Source excerpt:
Therefore, in simple words, a precondition for conviction under Section 124A would be that the alleged seditious act should either be violent or lead to, or attempt to lead to, violent acts.
India is arguably considered one of the most mature parliamentary democracies in the world, apart from being the largest. Freedom of speech and expression, freedom to peacefully protest and freedom of political activism are essential for mature democracies as diverse as ours. The diversity and population of this country entails conflicting views and opposition to the establishment. The law against sedition may appear out of place in such a society, and the reasons for its existence can only be understood with a look at the history of evolution of the legal and judicial system in India, and the origin and philosophy of criminal law in India. More importantly, the law against sedition must be understood from the history of its application and implementation.
This book will attempt to tell the story of sedition, and the reasons and desirability of its continued existence.

Information given:

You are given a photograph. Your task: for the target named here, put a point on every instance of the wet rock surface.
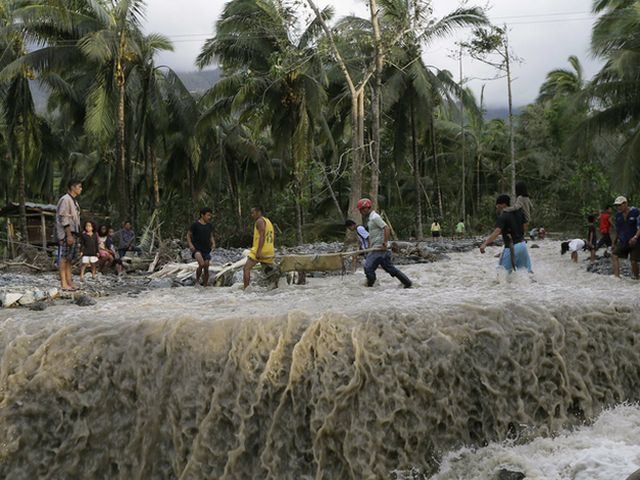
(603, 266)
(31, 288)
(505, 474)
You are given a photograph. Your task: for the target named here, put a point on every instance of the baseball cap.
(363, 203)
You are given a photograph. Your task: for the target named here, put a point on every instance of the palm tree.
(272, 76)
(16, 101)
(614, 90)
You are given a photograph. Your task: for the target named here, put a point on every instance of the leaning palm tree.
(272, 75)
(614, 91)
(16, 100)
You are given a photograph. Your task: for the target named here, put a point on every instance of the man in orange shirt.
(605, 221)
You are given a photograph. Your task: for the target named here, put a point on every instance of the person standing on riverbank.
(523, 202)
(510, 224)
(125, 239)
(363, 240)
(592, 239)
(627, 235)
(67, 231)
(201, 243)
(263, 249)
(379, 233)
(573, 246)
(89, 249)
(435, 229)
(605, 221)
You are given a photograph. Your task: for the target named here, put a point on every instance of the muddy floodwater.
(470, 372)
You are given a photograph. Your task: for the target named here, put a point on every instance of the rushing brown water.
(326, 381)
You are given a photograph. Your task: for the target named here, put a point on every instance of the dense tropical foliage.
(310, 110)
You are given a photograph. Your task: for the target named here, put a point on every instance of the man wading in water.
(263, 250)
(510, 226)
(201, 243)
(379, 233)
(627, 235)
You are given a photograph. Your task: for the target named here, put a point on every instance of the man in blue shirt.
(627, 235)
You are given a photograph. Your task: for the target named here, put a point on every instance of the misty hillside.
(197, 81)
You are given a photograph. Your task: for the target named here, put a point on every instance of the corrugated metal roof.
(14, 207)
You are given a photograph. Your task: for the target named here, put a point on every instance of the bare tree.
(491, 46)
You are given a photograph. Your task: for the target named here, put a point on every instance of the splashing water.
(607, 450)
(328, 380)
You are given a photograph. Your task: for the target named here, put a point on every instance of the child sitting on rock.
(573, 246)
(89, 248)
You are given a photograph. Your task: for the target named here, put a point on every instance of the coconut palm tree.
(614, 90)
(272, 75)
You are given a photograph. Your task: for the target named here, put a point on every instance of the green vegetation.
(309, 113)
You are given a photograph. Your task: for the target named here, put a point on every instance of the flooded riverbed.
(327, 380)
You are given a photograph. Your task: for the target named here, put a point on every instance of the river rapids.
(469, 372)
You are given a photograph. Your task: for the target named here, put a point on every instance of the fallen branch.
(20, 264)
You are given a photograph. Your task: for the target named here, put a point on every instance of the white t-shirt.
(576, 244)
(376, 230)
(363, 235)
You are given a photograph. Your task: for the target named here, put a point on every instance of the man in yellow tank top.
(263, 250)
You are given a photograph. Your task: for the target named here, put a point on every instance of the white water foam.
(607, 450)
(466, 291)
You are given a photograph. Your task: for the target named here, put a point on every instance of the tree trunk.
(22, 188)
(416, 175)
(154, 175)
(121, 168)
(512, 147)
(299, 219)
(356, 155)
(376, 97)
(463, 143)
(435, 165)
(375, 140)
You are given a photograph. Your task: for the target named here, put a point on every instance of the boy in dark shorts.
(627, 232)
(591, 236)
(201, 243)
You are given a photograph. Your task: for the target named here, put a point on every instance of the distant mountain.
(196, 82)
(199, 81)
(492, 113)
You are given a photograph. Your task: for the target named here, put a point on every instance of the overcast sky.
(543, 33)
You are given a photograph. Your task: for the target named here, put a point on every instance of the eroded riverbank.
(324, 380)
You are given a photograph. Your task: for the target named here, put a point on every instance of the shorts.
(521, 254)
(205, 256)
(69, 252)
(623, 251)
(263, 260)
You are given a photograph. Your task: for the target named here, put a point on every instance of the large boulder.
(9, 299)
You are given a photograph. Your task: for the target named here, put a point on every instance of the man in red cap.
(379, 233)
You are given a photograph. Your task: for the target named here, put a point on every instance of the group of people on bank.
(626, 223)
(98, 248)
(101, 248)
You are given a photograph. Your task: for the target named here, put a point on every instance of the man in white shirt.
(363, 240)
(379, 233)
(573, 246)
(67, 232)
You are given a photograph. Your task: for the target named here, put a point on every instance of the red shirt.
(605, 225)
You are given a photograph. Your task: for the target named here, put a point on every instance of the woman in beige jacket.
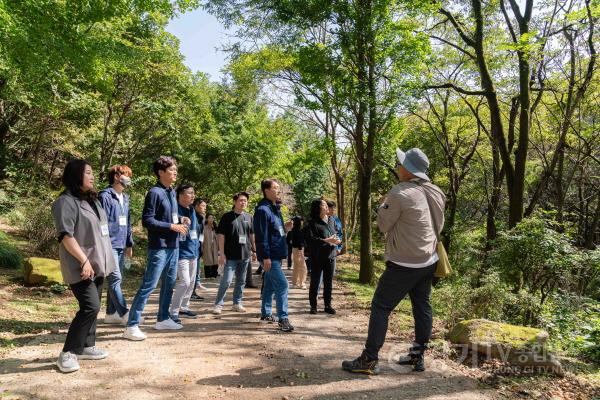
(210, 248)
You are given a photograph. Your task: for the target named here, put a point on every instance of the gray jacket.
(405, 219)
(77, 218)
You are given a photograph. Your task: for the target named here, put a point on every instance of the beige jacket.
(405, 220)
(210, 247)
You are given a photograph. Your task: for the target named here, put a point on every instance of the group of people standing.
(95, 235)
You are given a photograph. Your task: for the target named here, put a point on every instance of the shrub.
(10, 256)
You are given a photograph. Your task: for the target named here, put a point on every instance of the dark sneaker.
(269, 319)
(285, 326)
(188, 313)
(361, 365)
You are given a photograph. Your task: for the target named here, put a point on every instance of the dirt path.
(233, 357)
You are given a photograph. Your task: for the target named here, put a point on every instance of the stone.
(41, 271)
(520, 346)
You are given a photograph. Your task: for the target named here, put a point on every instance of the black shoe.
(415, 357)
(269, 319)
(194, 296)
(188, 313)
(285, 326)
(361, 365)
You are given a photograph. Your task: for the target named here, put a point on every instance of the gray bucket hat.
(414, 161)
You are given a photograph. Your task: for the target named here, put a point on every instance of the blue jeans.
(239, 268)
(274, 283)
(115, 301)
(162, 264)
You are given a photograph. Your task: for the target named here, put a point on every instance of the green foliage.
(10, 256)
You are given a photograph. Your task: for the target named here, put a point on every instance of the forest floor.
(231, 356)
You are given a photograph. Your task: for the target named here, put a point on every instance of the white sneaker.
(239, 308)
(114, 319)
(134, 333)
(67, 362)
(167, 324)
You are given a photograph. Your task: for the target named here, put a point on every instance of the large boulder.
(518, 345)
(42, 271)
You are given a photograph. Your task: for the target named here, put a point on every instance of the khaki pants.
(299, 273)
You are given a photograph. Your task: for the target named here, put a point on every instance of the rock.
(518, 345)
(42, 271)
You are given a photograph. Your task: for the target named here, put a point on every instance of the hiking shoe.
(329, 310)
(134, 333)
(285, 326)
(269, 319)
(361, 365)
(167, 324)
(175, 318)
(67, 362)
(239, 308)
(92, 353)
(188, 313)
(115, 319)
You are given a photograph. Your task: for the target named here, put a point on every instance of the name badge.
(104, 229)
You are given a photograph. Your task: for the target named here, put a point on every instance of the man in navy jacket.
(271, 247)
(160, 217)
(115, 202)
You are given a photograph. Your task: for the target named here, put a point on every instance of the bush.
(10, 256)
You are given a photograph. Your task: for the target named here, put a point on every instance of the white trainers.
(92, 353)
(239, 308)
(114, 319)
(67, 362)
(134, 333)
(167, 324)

Problem 1: Which freedoms does the sedition excerpt call essential for mature democracies? List all of them.
Problem 2: According to the sedition excerpt, what would be a precondition for conviction under Section 124A?

Full response 1: Freedom of speech and expression, freedom to peacefully protest, and freedom of political activism.

Full response 2: The alleged seditious act should either be violent or lead to, or attempt to lead to, violent acts.